**Problem to solve**
The line with "Check that every instance of the white" marks the start; write out that line and all following lines through the end of the listing, exactly.
*** Records provided ***
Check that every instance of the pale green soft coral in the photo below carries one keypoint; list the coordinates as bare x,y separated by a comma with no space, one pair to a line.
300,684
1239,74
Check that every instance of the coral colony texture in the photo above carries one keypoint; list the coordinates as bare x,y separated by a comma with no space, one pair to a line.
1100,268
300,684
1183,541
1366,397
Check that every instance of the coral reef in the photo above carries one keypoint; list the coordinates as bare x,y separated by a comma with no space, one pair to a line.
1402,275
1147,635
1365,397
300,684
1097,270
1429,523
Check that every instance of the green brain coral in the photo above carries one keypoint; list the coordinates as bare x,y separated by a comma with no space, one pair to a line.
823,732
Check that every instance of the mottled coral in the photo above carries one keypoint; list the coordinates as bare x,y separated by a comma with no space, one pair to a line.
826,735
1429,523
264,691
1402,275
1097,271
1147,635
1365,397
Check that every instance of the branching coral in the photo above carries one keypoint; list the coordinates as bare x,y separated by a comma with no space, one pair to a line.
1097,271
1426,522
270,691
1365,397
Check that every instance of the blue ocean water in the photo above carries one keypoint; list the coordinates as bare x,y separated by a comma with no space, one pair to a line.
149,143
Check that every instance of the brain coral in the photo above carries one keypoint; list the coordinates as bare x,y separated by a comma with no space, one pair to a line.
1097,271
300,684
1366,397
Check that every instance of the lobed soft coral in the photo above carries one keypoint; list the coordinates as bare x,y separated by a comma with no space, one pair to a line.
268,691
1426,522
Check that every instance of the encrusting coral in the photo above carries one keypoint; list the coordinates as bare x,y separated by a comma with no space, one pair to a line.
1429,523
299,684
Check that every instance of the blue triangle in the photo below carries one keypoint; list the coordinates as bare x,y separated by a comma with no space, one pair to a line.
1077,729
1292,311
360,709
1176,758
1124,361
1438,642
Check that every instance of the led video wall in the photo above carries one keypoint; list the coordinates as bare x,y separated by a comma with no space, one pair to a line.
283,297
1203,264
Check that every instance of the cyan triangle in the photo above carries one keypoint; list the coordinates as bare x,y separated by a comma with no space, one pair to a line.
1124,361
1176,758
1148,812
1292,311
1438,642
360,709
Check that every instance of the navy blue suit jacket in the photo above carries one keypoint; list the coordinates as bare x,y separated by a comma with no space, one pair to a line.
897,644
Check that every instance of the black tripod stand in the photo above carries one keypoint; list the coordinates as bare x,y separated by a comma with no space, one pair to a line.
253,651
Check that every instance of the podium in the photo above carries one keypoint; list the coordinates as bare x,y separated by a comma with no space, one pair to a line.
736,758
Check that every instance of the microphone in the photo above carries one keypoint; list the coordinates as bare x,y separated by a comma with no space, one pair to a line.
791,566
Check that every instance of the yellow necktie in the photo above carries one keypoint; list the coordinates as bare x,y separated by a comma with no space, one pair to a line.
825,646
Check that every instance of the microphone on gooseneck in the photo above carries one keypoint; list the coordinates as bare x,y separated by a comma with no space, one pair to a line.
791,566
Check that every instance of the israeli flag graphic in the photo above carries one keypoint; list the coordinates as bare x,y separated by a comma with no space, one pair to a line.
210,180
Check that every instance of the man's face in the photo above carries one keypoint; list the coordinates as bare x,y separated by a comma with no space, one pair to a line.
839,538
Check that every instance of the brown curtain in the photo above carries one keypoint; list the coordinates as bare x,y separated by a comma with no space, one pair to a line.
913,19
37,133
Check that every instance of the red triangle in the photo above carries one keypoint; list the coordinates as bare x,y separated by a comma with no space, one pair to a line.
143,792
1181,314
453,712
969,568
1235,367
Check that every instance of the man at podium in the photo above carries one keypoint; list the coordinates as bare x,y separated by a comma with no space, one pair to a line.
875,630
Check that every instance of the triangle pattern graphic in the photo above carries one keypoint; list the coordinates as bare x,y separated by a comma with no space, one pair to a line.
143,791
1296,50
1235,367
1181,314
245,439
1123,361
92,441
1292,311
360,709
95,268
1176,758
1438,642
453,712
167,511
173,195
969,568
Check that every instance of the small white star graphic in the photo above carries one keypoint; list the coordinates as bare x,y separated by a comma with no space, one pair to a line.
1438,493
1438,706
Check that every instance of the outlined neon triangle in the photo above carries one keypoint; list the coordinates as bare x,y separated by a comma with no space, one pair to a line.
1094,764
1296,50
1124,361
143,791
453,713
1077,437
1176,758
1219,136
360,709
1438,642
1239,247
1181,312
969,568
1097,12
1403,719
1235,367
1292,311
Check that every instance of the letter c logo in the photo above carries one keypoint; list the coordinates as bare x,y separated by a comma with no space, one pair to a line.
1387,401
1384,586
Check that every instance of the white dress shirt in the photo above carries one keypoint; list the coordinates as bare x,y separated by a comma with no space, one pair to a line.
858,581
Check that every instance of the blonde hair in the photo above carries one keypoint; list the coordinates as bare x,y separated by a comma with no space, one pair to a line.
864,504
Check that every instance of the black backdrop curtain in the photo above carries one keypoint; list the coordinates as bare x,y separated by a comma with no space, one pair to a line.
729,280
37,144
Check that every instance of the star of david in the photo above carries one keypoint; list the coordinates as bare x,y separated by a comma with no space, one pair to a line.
*** End of Records provided ***
**Written response**
Check that every instance of the white dress shirt in the photo above carries one keypoint; list the coordinates as bare x,y separated by a comma with no space, one pair to a line.
858,581
Check that every instance of the blonde hair in the photo above carries one keypoint; list the coordinates as bare x,y separated by a comma with no space, one pair to a line.
864,504
Check that every instance of the black backdrop curtain in the photo above carries one keypoint; list the coordinates as bare x,y separated by a comma with no space, one pair to a line.
729,280
37,144
Check that every instance of the star of david in the photo above carries one keypoint; list the coordinates as bare x,y separated by a comma with no space, one pair to a line.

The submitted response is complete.